__CONSIGNE ÉCRITE 1__
Relevez tous les noms de lieux géographiques cités dans l'entretien ci-dessous.

== TEXTE À LIRE ==

Fortement influencé par les univers cauchemardesques d’artistes comme HR Giger ou John Carpenter, Paco Dietz a développé un univers graphique très personnel. Mêlant biomécanique et organique, il a notamment approfondi son style pendant les trente années passées à tatouer en Californie. Récemment revenu en Europe Paco a décidé de se mettre en retrait du métier et de se consacrer à son premier amour artistique : la peinture, dans sa ville de Berlin.

Le retour que tu entreprends à la peinture s’appuie sur une solide expérience technique. Tu as toujours dessiné ?

Sérieusement depuis l'âge de 4 ans. Mon père possédait un studio d'art en Floride appelé The Red Door. Tous les jours, je me levais à 5 heures du matin et je me rendais au studio pour dessiner les modèles nus vivants qu'il y avait. J'étais un grand fan de bandes dessinées et de super-héros et je suis devenu obsédé par le dessin d'anatomie.

Quelles autres influences graphiques ont nourri ensuite ton univers ?

Quand j'avais 10 ans, mes parents ont fait un voyage à San Francisco et pendant que nous étions là-bas, nous sommes allés au musée d'histoire naturelle. Il y avait une section exposée du plateau de tournage d'Alien qui permettait aux gens de la parcourir mais aussi de toucher. Cette interaction avec l'art de Giger m’a beaucoup impressionnée. Il avait utilisé de vrais os pour sa décoration et j’ai trouvé que cela donnait plus d'impact et de sens à son œuvre. Inutile de dire que c'est devenu une obsession pour moi. Pas seulement l'œuvre de Giger, mais l'idée d'une immersion totale dans l'esprit de quelqu'un d'autre.

Que s'est-il passé ensuite ?

Plus tard, mes parents ont divorcé et je me suis retrouvé à San Francisco pour un autre voyage parental. Je suis entré dans un magasin de bandes dessinées et j'ai vu pour la première fois le livre « Necronomicon » de Giger, encore. J'ai eu le coup de foudre. Une fois de plus, ce cauchemar surréaliste et tordu était là. Tout excité, j'ai supplié ma mère de m'offrir ce livre. Elle l'a regardé et aussitôt refermé en disant que c'était dégoûtant et que cela allait me donner des cauchemars. Il était clair que ce type, quel qu'il soit, avait le pouvoir de donner vie aux cauchemars des gens. À partir de ce moment-là c’était fini pour moi, je voulais faire ça. Le film « The Thing » de John Carpenter a également exercé une grande influence sur moi pendant mes années de formation. À la suite de ces films, j'ai voulu me lancer dans le maquillage d'effets spéciaux et donc décidé de faire carrière dans ce domaine.

===

__CONSIGNE ÉCRITE 2__
Sélectionnez, s'il vous plaît, toutes les lignes ci-dessous qui contiennent la chaîne "hatchback", en tenant compte de la casse.

== DONNÉES À TRAITER ==

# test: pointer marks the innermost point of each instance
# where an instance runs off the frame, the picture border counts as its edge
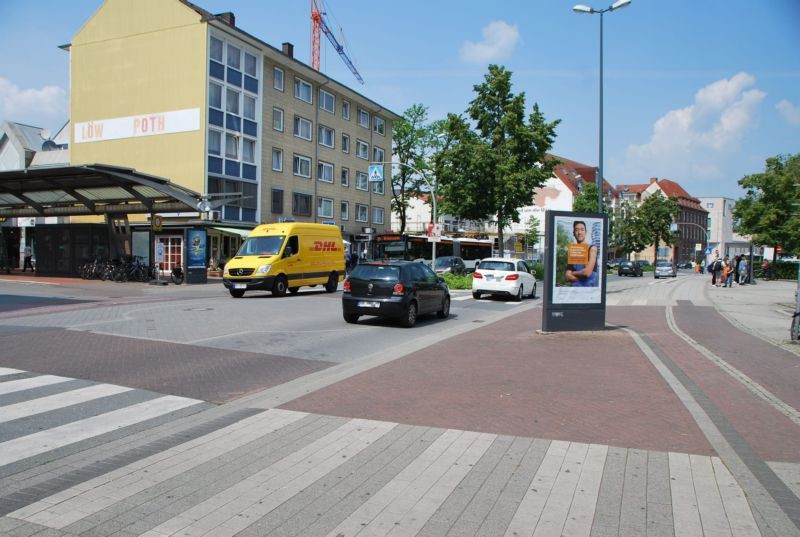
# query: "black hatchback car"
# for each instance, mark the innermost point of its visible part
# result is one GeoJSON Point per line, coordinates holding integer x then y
{"type": "Point", "coordinates": [400, 290]}
{"type": "Point", "coordinates": [630, 268]}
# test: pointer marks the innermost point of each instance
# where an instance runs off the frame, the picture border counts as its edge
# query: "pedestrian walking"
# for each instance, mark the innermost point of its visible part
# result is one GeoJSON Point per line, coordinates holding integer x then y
{"type": "Point", "coordinates": [28, 259]}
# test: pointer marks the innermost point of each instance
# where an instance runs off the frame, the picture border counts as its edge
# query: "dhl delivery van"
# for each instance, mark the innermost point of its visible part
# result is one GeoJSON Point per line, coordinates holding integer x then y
{"type": "Point", "coordinates": [286, 256]}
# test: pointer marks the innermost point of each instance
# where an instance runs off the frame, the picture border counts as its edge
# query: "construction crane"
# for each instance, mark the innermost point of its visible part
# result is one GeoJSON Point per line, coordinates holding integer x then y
{"type": "Point", "coordinates": [318, 23]}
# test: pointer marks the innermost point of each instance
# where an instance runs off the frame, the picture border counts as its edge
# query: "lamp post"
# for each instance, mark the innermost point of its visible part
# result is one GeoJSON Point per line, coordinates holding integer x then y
{"type": "Point", "coordinates": [432, 188]}
{"type": "Point", "coordinates": [580, 8]}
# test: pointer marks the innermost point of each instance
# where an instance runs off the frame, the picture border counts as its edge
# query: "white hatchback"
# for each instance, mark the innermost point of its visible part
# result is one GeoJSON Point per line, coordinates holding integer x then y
{"type": "Point", "coordinates": [503, 276]}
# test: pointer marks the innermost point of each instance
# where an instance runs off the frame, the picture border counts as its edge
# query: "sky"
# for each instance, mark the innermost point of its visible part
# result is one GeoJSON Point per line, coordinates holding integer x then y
{"type": "Point", "coordinates": [699, 92]}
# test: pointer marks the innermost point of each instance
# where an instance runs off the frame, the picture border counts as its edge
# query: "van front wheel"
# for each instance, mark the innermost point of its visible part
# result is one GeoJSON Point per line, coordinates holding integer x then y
{"type": "Point", "coordinates": [280, 286]}
{"type": "Point", "coordinates": [333, 283]}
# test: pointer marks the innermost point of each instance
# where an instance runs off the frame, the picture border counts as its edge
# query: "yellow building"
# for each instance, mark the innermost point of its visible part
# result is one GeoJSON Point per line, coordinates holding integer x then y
{"type": "Point", "coordinates": [169, 89]}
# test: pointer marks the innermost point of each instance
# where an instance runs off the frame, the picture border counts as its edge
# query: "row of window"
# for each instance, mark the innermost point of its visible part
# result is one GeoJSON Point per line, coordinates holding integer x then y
{"type": "Point", "coordinates": [303, 127]}
{"type": "Point", "coordinates": [301, 167]}
{"type": "Point", "coordinates": [302, 206]}
{"type": "Point", "coordinates": [303, 90]}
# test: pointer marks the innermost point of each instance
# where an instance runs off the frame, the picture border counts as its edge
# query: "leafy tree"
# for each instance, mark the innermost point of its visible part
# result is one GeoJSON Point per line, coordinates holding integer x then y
{"type": "Point", "coordinates": [653, 219]}
{"type": "Point", "coordinates": [770, 210]}
{"type": "Point", "coordinates": [491, 171]}
{"type": "Point", "coordinates": [410, 137]}
{"type": "Point", "coordinates": [586, 200]}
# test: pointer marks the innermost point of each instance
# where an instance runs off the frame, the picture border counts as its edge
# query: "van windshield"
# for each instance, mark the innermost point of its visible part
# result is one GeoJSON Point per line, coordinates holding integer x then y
{"type": "Point", "coordinates": [270, 245]}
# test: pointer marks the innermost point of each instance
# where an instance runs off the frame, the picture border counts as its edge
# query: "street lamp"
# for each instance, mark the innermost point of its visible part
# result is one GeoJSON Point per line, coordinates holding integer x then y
{"type": "Point", "coordinates": [580, 8]}
{"type": "Point", "coordinates": [432, 188]}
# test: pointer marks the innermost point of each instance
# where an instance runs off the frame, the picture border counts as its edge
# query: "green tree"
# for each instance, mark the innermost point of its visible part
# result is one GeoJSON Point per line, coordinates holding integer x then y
{"type": "Point", "coordinates": [410, 137]}
{"type": "Point", "coordinates": [652, 221]}
{"type": "Point", "coordinates": [489, 172]}
{"type": "Point", "coordinates": [770, 210]}
{"type": "Point", "coordinates": [586, 200]}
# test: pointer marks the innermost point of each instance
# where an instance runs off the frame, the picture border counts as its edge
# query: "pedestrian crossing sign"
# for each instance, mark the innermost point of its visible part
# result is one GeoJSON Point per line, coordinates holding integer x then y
{"type": "Point", "coordinates": [376, 174]}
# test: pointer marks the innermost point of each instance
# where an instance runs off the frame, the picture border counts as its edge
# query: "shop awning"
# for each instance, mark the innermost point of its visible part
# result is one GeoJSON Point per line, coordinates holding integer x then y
{"type": "Point", "coordinates": [243, 233]}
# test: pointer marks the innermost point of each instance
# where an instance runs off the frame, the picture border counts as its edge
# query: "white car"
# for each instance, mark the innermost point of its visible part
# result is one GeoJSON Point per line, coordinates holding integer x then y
{"type": "Point", "coordinates": [503, 276]}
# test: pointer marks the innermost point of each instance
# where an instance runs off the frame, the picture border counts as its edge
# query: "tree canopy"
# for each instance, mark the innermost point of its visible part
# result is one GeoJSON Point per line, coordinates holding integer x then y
{"type": "Point", "coordinates": [490, 171]}
{"type": "Point", "coordinates": [770, 210]}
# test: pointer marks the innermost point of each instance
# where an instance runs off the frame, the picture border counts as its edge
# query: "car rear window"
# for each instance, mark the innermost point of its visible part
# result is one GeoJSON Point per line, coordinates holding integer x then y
{"type": "Point", "coordinates": [376, 272]}
{"type": "Point", "coordinates": [497, 265]}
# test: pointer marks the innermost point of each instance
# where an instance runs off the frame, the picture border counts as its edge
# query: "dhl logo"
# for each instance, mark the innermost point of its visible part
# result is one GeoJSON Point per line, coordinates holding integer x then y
{"type": "Point", "coordinates": [324, 246]}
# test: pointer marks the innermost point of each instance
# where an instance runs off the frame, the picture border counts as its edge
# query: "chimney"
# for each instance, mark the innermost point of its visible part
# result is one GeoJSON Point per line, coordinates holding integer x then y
{"type": "Point", "coordinates": [228, 18]}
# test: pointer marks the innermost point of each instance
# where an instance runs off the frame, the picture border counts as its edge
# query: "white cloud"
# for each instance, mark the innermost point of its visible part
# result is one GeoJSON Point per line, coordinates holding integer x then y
{"type": "Point", "coordinates": [499, 40]}
{"type": "Point", "coordinates": [790, 112]}
{"type": "Point", "coordinates": [695, 143]}
{"type": "Point", "coordinates": [40, 107]}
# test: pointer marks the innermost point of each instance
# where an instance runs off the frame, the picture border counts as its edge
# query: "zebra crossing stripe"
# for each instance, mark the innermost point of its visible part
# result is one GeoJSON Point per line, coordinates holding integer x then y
{"type": "Point", "coordinates": [60, 400]}
{"type": "Point", "coordinates": [26, 384]}
{"type": "Point", "coordinates": [50, 439]}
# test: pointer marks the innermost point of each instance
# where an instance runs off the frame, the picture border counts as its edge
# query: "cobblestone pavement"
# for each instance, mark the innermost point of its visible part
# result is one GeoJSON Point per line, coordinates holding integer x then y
{"type": "Point", "coordinates": [679, 419]}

===

__RÉPONSE ÉCRITE 1__
Californie, Europe, Berlin, Floride, San Francisco

__RÉPONSE ÉCRITE 2__
# query: "black hatchback car"
# query: "white hatchback"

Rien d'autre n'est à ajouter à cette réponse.